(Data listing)
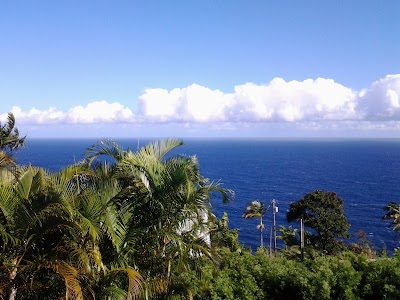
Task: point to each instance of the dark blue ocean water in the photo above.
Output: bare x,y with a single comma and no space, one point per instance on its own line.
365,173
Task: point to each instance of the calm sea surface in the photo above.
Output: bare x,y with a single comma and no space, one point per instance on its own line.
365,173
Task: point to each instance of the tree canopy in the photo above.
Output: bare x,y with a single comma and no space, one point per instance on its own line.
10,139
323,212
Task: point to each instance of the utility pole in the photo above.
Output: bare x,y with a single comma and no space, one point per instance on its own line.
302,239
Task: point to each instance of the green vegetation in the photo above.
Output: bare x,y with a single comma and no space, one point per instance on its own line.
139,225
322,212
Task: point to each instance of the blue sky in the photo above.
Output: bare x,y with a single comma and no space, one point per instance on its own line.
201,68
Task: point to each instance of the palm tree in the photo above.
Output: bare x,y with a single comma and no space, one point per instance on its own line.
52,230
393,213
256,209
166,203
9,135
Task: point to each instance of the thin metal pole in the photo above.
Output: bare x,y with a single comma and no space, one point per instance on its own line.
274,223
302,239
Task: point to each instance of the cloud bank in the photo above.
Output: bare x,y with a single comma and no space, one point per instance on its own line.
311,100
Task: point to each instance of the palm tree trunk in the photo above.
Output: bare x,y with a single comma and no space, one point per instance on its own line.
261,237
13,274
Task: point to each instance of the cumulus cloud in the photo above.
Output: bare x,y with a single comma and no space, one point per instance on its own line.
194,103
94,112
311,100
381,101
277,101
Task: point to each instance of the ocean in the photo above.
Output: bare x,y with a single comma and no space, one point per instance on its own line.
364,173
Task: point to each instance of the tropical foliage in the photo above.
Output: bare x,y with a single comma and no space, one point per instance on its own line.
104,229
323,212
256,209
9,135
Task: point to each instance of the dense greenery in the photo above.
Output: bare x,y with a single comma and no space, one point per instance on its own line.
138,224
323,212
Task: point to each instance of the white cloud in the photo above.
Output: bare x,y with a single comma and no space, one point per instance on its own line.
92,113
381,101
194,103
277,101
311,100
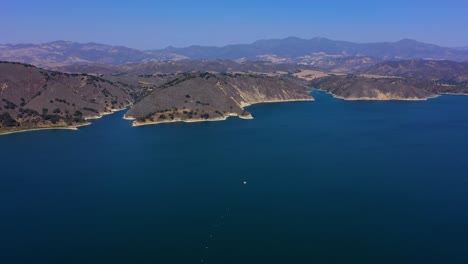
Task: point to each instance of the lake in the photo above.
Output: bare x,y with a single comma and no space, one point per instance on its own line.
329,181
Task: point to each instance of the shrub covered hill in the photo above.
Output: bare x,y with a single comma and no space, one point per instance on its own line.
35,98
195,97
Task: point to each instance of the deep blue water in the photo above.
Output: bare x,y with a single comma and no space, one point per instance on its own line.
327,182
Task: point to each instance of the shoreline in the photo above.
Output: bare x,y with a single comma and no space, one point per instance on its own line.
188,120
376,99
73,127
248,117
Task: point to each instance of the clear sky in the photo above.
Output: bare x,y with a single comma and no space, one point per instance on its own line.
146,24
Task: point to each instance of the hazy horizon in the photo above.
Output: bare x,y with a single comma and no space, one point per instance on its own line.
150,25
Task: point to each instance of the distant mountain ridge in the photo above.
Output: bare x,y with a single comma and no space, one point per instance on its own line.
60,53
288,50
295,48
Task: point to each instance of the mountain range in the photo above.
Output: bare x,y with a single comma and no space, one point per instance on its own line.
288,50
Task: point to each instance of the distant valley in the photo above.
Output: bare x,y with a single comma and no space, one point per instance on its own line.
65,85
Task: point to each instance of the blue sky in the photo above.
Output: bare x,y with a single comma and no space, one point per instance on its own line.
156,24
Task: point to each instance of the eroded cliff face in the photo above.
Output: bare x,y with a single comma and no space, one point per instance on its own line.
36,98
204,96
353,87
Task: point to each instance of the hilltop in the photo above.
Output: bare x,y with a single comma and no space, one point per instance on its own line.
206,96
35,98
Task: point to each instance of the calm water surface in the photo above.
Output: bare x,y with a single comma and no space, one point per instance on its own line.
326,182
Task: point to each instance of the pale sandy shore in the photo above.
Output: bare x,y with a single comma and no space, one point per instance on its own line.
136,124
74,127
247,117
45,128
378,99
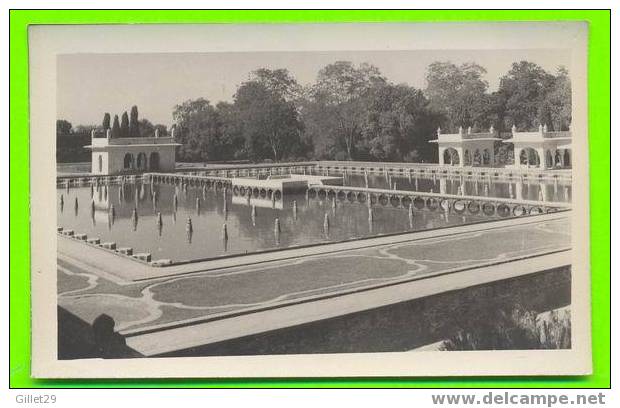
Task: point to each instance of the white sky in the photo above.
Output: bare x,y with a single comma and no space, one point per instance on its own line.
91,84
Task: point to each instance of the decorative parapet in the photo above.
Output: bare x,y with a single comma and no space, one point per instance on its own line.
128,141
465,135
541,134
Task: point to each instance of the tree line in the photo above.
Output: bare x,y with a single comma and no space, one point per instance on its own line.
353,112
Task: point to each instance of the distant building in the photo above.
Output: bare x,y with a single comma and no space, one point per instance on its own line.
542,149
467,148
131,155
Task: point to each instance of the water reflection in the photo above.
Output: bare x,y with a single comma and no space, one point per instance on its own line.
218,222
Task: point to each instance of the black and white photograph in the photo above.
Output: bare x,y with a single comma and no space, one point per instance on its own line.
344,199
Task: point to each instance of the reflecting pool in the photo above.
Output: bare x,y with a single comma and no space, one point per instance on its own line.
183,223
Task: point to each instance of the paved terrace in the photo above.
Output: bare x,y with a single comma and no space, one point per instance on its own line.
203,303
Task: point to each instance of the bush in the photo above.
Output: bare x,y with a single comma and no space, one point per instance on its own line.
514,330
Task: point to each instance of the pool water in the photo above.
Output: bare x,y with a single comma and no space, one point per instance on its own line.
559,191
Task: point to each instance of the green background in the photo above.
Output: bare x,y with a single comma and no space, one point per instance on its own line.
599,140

_YOUR INSTRUCTIONS_
Lay out every line of the data above as a Markdown table with the columns Row and Line, numbering rows in order and skipping blank lines. Leave the picture markers out of the table.

_RESULT FOR THIS TASK_
| Row | Line |
|---|---|
| 1 | Task: point to each instance of the dark blue ocean water in the photo above. |
| 2 | Output: bare x,y with a single comma and no space, one point per instance on its own line. |
| 3 | 365,173 |
| 4 | Task: point to each instance of the calm sea surface in the photo above. |
| 5 | Output: bare x,y with a single comma and no space, one point per instance on its own line. |
| 6 | 365,173 |
| 7 | Task: point to each instance of the tree canopy in the photo above. |
| 8 | Output: bare x,y with a single comma and no space, one point per instance on its own line. |
| 9 | 10,139 |
| 10 | 323,212 |
| 11 | Task: point to each instance of the utility pole in the photo above. |
| 12 | Output: bare x,y with a single comma and no space, one point per instance on its own line. |
| 13 | 302,239 |
| 14 | Task: point to each instance of the green vegetation in the photo above. |
| 15 | Output: bare x,y with a single comma and no space, one point per instance on its own line. |
| 16 | 139,225 |
| 17 | 322,212 |
| 18 | Task: point to each instance of the blue sky in the photo above. |
| 19 | Output: bare x,y with a single comma and no space, one point per instance on its own line. |
| 20 | 201,68 |
| 21 | Task: point to each instance of the palm tree in the photo above. |
| 22 | Output: bare x,y with a single comma and no space, one point per instance on its own line. |
| 23 | 52,230 |
| 24 | 393,213 |
| 25 | 256,209 |
| 26 | 166,203 |
| 27 | 9,135 |
| 28 | Task: point to each instance of the thin metal pole in the photo above. |
| 29 | Output: bare x,y with a single comma and no space, one point per instance on its own line. |
| 30 | 274,223 |
| 31 | 302,239 |
| 32 | Task: point to each instance of the cloud bank in the photo above. |
| 33 | Output: bare x,y with a single comma and no space, one point per instance on its own line. |
| 34 | 311,100 |
| 35 | Task: point to each instance of the palm tree trunk in the photo above. |
| 36 | Output: bare x,y with a single comma and no space, one point per instance on its own line. |
| 37 | 261,237 |
| 38 | 13,274 |
| 39 | Task: point to each instance of the cumulus cloud in the photo above. |
| 40 | Output: bare x,y with a single comma and no space, one point per instance on its own line. |
| 41 | 194,103 |
| 42 | 94,112 |
| 43 | 311,100 |
| 44 | 381,101 |
| 45 | 277,101 |
| 46 | Task: point to each instance of the ocean in the photo above. |
| 47 | Output: bare x,y with a single comma and no space, one point per instance on its own line. |
| 48 | 364,173 |
| 49 | Task: point to each instance of the tropical foliage in the photo above. |
| 50 | Output: bare x,y with a single comma and no space, one point per instance on its own line. |
| 51 | 104,229 |
| 52 | 323,212 |
| 53 | 256,209 |
| 54 | 9,135 |
| 55 | Task: point to each instance of the dense greenery in the photo above. |
| 56 | Output: bare x,y with a single comma and no space, one point per instance on its own line. |
| 57 | 138,224 |
| 58 | 323,212 |
| 59 | Task: point to each instance of the white cloud in the photo above. |
| 60 | Output: bare x,y with a single comma and no space, one point per instance on its own line. |
| 61 | 92,113 |
| 62 | 381,101 |
| 63 | 194,103 |
| 64 | 277,101 |
| 65 | 311,100 |
| 66 | Task: point to each instance of the lake in the photo above. |
| 67 | Output: bare x,y with a single comma and no space, one point per instance on its own line. |
| 68 | 329,181 |
| 69 | Task: point to each instance of the shrub covered hill in the photo above. |
| 70 | Output: bare x,y with a single comma and no space, one point per instance on its own line. |
| 71 | 35,98 |
| 72 | 195,97 |
| 73 | Task: point to each instance of the deep blue water in the photo above. |
| 74 | Output: bare x,y with a single comma and no space, one point per instance on its own line. |
| 75 | 327,182 |
| 76 | Task: point to each instance of the shoreline in the photo above. |
| 77 | Output: bare x,y with a single comma and no space, one point per instance on its own line. |
| 78 | 188,120 |
| 79 | 376,99 |
| 80 | 73,127 |
| 81 | 248,117 |
| 82 | Task: point to each instance of the clear sky in the photo above. |
| 83 | Output: bare x,y with a single comma and no space, one point per instance on its own line. |
| 84 | 146,24 |
| 85 | Task: point to each instance of the hazy horizon in the photo above. |
| 86 | Output: bare x,y with a single comma and no space, one point per instance on its own line. |
| 87 | 150,25 |
| 88 | Task: point to each instance of the distant mountain ridge in the photo above. |
| 89 | Output: bare x,y with a single comma and no space, one point per instance on its own line. |
| 90 | 60,53 |
| 91 | 288,50 |
| 92 | 295,48 |
| 93 | Task: point to each instance of the mountain range in the photo above. |
| 94 | Output: bare x,y with a single comma and no space, one point per instance on its own line. |
| 95 | 288,50 |
| 96 | Task: point to each instance of the distant valley in the photo above. |
| 97 | Output: bare x,y with a single comma and no space, one point per instance on its own line. |
| 98 | 65,85 |
| 99 | Task: point to each instance of the blue sky in the photo above. |
| 100 | Output: bare x,y with a single comma and no space, one point per instance on its own line. |
| 101 | 156,24 |
| 102 | Task: point to each instance of the eroded cliff face in the photo above. |
| 103 | Output: bare x,y with a single comma and no space, one point per instance on its own line. |
| 104 | 36,98 |
| 105 | 204,96 |
| 106 | 353,87 |
| 107 | Task: point to each instance of the hilltop in the photo above. |
| 108 | Output: bare x,y with a single comma and no space, one point per instance on its own line. |
| 109 | 206,96 |
| 110 | 35,98 |
| 111 | Task: point to each instance of the calm water surface in the photo above. |
| 112 | Output: bare x,y with a single comma and no space, one point per instance on its own line. |
| 113 | 326,182 |
| 114 | Task: point to each instance of the pale sandy shore in the photo above. |
| 115 | Output: bare x,y with a single comma and no space, one point per instance on its own line. |
| 116 | 136,124 |
| 117 | 74,127 |
| 118 | 247,117 |
| 119 | 45,128 |
| 120 | 378,99 |
| 121 | Task: point to each instance of the white sky in the photo above. |
| 122 | Output: bare x,y with a single comma and no space, one point per instance on its own line. |
| 123 | 91,84 |
| 124 | Task: point to each instance of the decorative parapet in the photo above. |
| 125 | Output: bare x,y with a single comma and no space, one point per instance on its own line. |
| 126 | 128,141 |
| 127 | 465,135 |
| 128 | 541,134 |
| 129 | Task: point to each instance of the tree line in the photo above. |
| 130 | Output: bare x,y with a single comma and no space, one point per instance on its own line. |
| 131 | 353,112 |
| 132 | Task: point to each instance of the distant building in the photo above. |
| 133 | Output: bare x,y with a single comma and no space, one point per instance on its own line. |
| 134 | 542,149 |
| 135 | 467,148 |
| 136 | 131,155 |
| 137 | Task: point to each instance of the water reflection in the photo above. |
| 138 | Output: bare x,y with a single comma and no space, one point per instance on its own line. |
| 139 | 218,222 |
| 140 | Task: point to each instance of the black and white photograph in the photo above. |
| 141 | Output: bare x,y with a single comma and no space, one point per instance on its own line. |
| 142 | 344,199 |
| 143 | Task: point to each instance of the reflecting pool in the photo above. |
| 144 | Output: bare x,y with a single comma and no space, one point per instance on its own line. |
| 145 | 183,223 |
| 146 | Task: point to each instance of the paved terrace in the photo above. |
| 147 | Output: bare x,y with a single comma and no space, one point per instance on its own line. |
| 148 | 203,303 |
| 149 | Task: point to each instance of the bush in the photo above. |
| 150 | Output: bare x,y with a single comma and no space, one point per instance on its own line. |
| 151 | 514,330 |
| 152 | Task: point to each instance of the pool water in the photo above. |
| 153 | Output: bare x,y with a single comma and no space, one point per instance on its own line. |
| 154 | 559,191 |
| 155 | Task: point to each instance of the green background in the photo above. |
| 156 | Output: bare x,y with a single comma and no space, one point per instance on its own line. |
| 157 | 599,140 |